Task instructions =
Reproduce verbatim the stretch from the line containing "the ski pole" through the end of the items below, including both ends.

====== Material supplied ======

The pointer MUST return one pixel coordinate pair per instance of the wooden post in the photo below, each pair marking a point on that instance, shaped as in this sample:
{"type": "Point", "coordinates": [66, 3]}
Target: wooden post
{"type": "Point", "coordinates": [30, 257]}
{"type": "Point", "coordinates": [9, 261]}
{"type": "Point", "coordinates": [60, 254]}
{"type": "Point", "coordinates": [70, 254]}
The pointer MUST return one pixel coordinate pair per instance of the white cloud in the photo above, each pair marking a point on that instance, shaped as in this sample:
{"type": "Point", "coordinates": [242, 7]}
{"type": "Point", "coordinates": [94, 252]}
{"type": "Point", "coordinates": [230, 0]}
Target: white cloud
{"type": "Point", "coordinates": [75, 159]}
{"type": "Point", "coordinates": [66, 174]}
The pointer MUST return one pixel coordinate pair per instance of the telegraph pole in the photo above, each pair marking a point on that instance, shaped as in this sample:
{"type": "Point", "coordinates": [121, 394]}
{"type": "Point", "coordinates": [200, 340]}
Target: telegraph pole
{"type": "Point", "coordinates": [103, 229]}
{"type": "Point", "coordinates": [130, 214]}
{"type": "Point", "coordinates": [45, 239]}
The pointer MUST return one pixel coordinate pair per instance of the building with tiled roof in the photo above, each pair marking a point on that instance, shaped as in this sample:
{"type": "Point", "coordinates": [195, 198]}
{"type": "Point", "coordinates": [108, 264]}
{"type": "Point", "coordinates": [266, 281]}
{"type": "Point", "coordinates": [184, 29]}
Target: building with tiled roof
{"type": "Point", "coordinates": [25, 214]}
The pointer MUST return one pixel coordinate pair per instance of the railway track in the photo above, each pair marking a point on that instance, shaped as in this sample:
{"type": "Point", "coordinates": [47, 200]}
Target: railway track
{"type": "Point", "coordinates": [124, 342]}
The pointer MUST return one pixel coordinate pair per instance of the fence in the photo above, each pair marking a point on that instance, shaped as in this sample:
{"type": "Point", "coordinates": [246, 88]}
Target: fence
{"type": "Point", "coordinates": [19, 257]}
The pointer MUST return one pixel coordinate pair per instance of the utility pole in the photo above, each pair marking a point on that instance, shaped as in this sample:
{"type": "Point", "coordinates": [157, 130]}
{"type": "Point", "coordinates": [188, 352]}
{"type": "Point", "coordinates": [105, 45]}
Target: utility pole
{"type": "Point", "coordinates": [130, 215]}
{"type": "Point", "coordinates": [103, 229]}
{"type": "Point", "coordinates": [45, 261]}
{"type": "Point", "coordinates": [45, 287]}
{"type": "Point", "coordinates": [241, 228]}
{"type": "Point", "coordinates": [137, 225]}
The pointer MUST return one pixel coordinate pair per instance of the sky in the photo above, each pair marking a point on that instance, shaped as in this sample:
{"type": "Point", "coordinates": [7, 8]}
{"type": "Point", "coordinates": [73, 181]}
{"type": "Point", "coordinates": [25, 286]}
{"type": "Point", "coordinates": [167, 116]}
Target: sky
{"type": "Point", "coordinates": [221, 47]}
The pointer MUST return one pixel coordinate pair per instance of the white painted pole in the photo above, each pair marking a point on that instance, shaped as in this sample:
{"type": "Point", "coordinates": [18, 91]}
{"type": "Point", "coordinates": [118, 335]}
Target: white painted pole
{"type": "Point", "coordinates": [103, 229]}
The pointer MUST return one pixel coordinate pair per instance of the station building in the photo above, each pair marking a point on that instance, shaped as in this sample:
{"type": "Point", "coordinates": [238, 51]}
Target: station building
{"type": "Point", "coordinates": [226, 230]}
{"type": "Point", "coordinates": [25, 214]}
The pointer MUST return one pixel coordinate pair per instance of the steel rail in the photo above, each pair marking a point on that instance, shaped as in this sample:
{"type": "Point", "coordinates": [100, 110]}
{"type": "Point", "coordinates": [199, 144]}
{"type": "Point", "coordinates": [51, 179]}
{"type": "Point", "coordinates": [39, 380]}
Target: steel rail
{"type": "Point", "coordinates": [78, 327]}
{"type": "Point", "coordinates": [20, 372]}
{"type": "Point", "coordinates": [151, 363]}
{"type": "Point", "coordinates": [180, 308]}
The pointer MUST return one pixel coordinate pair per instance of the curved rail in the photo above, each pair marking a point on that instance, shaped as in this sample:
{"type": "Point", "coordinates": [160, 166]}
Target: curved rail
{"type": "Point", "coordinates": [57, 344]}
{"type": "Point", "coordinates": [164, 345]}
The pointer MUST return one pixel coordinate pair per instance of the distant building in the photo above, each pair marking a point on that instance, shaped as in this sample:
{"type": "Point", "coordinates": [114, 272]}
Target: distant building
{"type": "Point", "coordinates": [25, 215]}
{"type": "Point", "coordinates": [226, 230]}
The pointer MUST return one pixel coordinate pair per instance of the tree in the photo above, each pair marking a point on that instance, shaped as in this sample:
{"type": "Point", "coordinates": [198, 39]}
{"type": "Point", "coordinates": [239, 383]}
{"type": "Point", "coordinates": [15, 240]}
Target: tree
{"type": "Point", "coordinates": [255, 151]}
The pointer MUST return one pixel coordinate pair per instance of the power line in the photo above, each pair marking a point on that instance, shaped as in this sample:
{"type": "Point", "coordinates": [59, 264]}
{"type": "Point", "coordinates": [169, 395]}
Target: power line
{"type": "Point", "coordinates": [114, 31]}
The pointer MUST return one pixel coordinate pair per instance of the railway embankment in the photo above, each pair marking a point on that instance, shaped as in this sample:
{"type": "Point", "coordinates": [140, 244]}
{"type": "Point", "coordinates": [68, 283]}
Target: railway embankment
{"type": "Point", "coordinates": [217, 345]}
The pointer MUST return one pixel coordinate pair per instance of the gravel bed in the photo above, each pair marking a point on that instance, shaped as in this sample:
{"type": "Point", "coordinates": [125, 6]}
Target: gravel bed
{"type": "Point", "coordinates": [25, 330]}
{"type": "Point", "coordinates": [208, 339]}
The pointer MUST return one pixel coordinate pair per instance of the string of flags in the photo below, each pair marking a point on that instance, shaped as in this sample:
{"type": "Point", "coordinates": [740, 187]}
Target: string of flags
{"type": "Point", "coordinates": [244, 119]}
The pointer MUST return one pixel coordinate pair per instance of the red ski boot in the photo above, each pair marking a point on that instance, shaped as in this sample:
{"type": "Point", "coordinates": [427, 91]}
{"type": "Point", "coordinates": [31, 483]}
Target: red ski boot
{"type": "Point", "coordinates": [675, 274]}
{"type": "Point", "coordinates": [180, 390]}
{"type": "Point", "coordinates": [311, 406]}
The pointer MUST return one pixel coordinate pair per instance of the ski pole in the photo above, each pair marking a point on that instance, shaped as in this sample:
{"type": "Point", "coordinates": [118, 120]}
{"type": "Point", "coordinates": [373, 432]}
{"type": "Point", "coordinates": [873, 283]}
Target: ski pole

======

Expected answer =
The pointer MUST return one pixel coordinate pair per instance of the ski pole in the photo above, each pair marking a point on that instance, shaped as in this sample:
{"type": "Point", "coordinates": [118, 120]}
{"type": "Point", "coordinates": [373, 432]}
{"type": "Point", "coordinates": [873, 283]}
Target: ski pole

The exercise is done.